- **PROBLEM STATEMENT**
Report every line of the items below that contains the word "slope", treating uppercase and lowercase as different.

(Named-object pointing records)

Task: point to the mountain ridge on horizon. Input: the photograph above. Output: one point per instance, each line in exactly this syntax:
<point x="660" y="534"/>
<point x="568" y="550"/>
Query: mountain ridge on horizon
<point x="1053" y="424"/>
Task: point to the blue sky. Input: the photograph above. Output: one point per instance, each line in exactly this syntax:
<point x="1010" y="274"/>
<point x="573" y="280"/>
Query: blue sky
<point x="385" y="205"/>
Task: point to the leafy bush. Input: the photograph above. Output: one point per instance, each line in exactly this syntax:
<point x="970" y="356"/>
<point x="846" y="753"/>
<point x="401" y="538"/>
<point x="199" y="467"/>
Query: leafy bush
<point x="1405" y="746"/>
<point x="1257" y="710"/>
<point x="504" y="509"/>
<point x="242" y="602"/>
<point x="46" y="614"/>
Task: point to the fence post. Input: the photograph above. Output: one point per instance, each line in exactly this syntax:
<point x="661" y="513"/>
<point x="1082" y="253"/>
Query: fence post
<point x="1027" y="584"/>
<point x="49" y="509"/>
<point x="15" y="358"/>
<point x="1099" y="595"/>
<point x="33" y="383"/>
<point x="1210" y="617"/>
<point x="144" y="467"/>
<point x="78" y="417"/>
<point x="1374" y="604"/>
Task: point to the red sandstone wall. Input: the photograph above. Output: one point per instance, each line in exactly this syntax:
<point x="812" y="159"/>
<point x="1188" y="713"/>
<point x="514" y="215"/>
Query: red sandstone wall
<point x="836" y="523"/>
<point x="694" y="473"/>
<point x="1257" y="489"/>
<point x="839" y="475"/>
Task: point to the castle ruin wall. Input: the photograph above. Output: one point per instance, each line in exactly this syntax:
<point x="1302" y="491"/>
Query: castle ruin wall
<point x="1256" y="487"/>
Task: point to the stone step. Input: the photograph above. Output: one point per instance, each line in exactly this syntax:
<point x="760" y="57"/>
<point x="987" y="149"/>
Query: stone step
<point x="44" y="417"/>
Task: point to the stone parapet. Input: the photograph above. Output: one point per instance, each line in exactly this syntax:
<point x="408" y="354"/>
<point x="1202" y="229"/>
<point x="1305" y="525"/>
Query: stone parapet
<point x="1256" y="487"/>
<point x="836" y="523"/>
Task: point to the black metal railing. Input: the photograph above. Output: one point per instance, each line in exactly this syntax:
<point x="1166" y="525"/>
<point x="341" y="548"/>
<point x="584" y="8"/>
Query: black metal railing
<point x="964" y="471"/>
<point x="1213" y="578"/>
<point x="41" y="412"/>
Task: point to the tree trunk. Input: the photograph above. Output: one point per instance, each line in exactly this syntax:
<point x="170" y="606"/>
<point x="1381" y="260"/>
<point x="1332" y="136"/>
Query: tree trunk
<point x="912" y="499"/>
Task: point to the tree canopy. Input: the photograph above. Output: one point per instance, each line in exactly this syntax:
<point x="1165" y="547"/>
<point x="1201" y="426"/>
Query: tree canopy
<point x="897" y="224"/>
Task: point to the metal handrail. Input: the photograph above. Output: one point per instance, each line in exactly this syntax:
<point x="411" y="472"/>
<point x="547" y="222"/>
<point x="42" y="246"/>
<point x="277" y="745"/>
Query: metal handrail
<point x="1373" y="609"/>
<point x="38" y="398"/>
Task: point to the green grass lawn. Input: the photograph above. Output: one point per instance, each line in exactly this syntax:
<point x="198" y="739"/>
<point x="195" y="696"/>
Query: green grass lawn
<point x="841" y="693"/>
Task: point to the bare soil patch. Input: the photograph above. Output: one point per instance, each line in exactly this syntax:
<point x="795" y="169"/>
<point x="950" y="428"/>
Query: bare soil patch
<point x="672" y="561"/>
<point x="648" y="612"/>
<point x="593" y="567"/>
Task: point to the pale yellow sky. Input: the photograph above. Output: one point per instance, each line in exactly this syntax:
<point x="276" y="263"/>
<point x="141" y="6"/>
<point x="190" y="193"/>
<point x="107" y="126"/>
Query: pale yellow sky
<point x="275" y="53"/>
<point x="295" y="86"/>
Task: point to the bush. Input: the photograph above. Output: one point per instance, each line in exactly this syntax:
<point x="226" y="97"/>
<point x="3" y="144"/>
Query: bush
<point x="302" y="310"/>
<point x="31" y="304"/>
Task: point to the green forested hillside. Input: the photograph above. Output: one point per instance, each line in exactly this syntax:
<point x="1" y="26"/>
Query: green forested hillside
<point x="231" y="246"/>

* * *

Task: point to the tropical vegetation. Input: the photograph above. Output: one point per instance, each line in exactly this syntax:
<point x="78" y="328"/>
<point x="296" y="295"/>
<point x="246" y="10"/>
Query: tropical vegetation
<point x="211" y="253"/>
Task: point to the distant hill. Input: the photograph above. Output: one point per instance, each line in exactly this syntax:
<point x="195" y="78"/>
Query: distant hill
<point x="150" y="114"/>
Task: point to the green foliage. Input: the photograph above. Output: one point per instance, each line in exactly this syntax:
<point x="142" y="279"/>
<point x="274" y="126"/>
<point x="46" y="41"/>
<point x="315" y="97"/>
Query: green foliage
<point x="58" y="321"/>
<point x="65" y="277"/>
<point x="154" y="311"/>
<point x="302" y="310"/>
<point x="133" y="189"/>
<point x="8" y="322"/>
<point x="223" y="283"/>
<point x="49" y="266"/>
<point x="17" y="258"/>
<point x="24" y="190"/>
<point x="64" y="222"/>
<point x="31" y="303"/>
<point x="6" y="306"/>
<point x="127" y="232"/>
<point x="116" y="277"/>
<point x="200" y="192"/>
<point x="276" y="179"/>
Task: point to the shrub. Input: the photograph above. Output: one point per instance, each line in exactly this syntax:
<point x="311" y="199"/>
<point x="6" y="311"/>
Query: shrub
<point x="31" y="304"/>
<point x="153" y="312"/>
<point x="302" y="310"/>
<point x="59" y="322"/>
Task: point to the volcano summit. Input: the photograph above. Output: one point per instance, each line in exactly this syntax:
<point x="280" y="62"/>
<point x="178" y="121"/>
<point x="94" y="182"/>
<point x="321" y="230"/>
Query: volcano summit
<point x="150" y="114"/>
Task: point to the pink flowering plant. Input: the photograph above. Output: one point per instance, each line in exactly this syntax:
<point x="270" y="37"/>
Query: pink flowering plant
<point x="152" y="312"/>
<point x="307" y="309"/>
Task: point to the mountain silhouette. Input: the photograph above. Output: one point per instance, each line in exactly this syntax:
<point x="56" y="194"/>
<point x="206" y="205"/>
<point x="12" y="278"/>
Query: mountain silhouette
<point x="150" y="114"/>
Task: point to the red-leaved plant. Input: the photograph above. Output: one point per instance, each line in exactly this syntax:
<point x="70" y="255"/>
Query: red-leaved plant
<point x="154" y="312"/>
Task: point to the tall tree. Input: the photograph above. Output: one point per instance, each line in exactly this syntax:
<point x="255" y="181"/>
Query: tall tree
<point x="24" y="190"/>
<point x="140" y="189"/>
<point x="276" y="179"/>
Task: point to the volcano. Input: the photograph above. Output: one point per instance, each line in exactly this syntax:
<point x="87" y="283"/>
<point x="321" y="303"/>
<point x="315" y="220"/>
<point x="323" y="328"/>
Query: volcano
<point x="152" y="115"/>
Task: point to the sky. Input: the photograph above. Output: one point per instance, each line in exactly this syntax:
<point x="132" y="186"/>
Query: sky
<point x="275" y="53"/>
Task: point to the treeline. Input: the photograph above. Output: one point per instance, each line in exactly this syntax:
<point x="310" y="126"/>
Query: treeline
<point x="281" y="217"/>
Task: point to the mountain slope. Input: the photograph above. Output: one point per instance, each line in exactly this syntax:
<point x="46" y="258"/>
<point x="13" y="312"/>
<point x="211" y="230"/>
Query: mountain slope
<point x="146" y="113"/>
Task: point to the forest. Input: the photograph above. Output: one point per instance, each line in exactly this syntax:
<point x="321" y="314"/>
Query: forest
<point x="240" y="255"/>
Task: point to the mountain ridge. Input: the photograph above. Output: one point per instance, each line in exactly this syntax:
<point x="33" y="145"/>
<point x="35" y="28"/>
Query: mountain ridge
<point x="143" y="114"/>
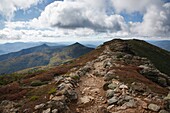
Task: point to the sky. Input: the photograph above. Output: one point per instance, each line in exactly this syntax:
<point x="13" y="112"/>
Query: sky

---

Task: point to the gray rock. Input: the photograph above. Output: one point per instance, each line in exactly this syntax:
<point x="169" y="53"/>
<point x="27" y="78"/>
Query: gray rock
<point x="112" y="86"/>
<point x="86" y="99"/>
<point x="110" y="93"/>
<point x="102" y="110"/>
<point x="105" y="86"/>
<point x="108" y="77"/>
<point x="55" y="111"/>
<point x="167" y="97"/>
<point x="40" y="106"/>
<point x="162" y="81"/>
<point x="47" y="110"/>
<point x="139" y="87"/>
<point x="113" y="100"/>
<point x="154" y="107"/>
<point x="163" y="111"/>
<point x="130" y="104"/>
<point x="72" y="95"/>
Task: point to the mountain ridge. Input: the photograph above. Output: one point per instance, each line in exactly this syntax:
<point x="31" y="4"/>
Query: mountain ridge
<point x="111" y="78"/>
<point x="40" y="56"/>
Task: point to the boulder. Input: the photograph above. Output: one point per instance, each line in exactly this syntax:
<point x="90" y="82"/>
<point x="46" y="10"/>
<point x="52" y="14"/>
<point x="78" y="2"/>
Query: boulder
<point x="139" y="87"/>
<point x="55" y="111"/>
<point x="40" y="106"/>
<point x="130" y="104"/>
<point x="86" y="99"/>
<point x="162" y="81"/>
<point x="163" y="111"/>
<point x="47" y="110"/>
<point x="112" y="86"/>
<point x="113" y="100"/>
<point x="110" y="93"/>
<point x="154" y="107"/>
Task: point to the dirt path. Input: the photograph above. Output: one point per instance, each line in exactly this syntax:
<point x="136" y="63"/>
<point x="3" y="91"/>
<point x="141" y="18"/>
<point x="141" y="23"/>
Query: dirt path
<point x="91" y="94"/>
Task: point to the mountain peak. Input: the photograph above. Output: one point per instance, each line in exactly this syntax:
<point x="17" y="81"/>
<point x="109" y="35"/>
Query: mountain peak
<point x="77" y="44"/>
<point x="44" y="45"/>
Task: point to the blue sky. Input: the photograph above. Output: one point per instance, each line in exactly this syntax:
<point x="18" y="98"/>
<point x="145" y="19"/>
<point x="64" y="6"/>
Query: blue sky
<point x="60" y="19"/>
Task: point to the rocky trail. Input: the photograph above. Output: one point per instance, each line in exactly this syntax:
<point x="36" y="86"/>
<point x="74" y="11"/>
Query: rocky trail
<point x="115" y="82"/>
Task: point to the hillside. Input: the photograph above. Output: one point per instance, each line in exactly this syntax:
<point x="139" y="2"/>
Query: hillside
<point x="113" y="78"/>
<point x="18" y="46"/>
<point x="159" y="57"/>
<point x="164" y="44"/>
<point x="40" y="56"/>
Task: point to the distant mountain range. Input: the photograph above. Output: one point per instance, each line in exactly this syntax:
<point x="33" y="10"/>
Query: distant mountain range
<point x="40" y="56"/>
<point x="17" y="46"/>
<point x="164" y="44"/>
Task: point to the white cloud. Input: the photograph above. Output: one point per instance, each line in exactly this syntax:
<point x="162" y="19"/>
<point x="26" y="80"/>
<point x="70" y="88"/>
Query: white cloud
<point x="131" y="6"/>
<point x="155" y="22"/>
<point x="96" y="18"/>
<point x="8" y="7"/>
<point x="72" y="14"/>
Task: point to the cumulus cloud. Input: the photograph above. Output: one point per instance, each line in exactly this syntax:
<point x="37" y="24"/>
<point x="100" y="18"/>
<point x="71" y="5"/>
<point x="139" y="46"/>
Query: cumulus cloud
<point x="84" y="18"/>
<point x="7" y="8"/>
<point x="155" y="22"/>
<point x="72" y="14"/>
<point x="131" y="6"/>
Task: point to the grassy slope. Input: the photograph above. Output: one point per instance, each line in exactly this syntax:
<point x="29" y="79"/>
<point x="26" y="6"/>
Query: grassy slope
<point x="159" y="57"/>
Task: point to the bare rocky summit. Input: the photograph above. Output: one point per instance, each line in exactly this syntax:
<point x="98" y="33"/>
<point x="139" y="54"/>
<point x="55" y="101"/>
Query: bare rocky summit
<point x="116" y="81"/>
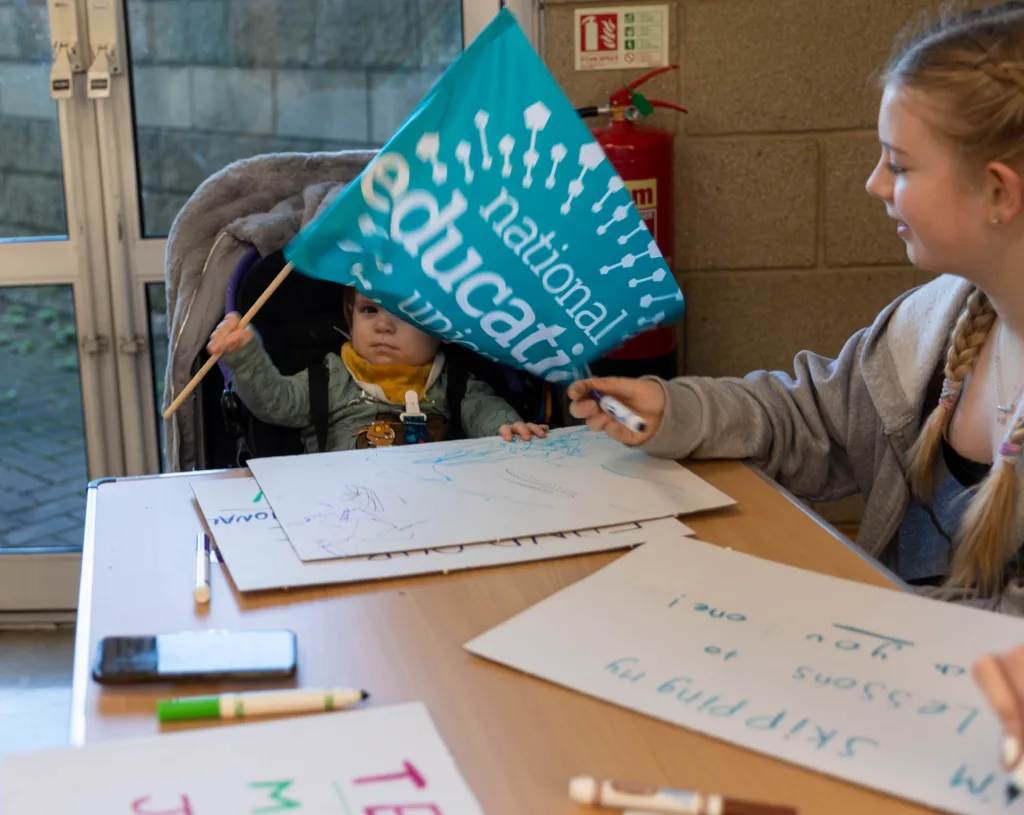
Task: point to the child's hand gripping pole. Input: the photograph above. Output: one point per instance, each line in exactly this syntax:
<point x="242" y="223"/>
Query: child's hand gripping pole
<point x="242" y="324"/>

- **RESPONSE TO THIS TASK**
Task: point to the mountain slope. Input: the photograph above. Output: one point per instance, each line in exactly this syntax:
Query: mountain slope
Task: point to the grassy slope. Input: the photograph above. Output: one point per instance, each line in exactly this syntax:
Query: grassy slope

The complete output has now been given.